• _What to work on_: Set the listing down again exactly, please, apart from its pictures.

========================================================================

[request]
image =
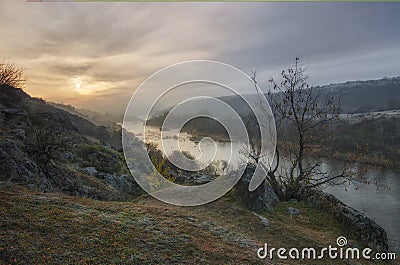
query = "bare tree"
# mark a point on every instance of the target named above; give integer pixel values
(303, 115)
(11, 74)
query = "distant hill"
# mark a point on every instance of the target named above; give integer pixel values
(366, 96)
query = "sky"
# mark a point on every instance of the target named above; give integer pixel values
(95, 55)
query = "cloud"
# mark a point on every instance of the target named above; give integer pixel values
(113, 47)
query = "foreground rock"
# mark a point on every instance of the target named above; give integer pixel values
(51, 150)
(260, 200)
(355, 222)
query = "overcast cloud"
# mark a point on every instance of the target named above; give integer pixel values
(110, 48)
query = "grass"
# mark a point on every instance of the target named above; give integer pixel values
(38, 228)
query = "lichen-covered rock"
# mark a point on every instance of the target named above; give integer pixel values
(261, 199)
(293, 211)
(368, 231)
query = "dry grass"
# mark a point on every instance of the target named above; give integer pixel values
(39, 228)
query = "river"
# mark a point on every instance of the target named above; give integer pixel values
(380, 201)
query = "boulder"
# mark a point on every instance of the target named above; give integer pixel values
(261, 199)
(293, 211)
(369, 232)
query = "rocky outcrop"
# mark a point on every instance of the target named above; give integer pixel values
(260, 200)
(355, 222)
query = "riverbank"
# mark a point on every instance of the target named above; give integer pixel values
(49, 228)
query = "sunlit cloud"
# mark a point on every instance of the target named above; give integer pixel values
(94, 55)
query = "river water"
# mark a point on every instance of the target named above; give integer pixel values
(380, 201)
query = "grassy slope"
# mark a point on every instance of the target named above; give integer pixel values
(38, 228)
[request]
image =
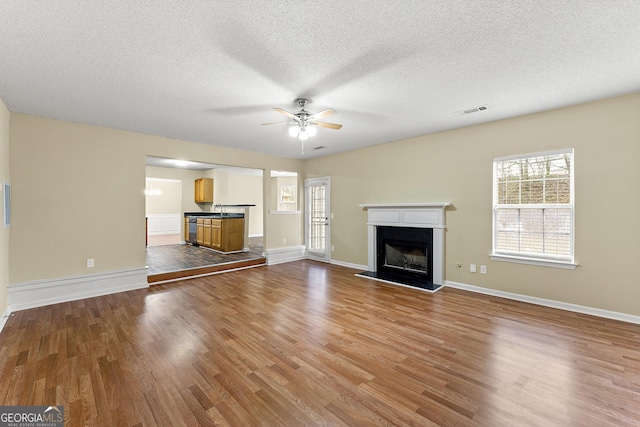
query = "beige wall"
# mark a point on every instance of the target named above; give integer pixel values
(238, 189)
(4, 232)
(78, 193)
(169, 201)
(456, 167)
(186, 177)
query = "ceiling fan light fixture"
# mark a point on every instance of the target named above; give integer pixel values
(311, 130)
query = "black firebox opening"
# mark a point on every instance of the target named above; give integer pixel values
(404, 255)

========================================================================

• _Solution to this exercise_:
[request]
image =
query = "bare tree"
# mark a point on every instance of the target named above; give integer pixel values
(303, 115)
(11, 74)
query = "distant hill"
# mark a point on every instance of the target named above; give integer pixel values
(366, 96)
query = "sky"
# mark a point on every instance of the target named above; give integer pixel values
(95, 55)
query = "cloud"
# mark a point on every instance of the target named above; give integer pixel values
(113, 47)
query = "foreground rock"
# mark a point on every instance of the target named above; give integer pixel values
(51, 150)
(260, 200)
(355, 222)
query = "overcast cloud"
# mark a point on every instance of the target named above; give integer pixel values
(110, 48)
query = "grass"
# mark a point on every instance of the target named above; give integer pixel values
(38, 228)
query = "lichen-covered rock"
# mark a point on every instance of the target named above; give integer pixel values
(261, 199)
(293, 211)
(368, 231)
query = "dry grass"
# mark a point on every instance of the target named above; give integer pixel values
(39, 228)
query = "river"
# mark a point on every instance of the target named above; give integer pixel values
(380, 201)
query = "boulder"
# mark a point on every instance of the target named above; give integer pixel values
(261, 199)
(293, 211)
(369, 232)
query = "rocky outcrop"
# mark a point on every instance of the target named above; give integer pixel values
(260, 200)
(355, 222)
query = "riverbank"
# mark a point on every instance of the target named above; give integer pixel values
(49, 228)
query = "sunlit cloud"
# mark a point on every instance of the target named above; give integer pixel values
(94, 55)
query = "river water"
# mark a point on every instance of the target named above; give integer pixel values
(380, 201)
query = "grassy slope"
# mark a point on every instance of the target named above; give integer pixel values
(38, 228)
[request]
image =
query = "beige wall"
# mark a point on every instance of the target named above; give integer pixel values
(238, 189)
(4, 232)
(78, 193)
(169, 201)
(456, 167)
(186, 177)
query = "ceiling fan light fixture"
# mark a point on every instance of the target named above; give integer pixel values
(311, 130)
query = "black firebox opening"
# mark a point on every instance of the target named above; give integer pixel values
(404, 255)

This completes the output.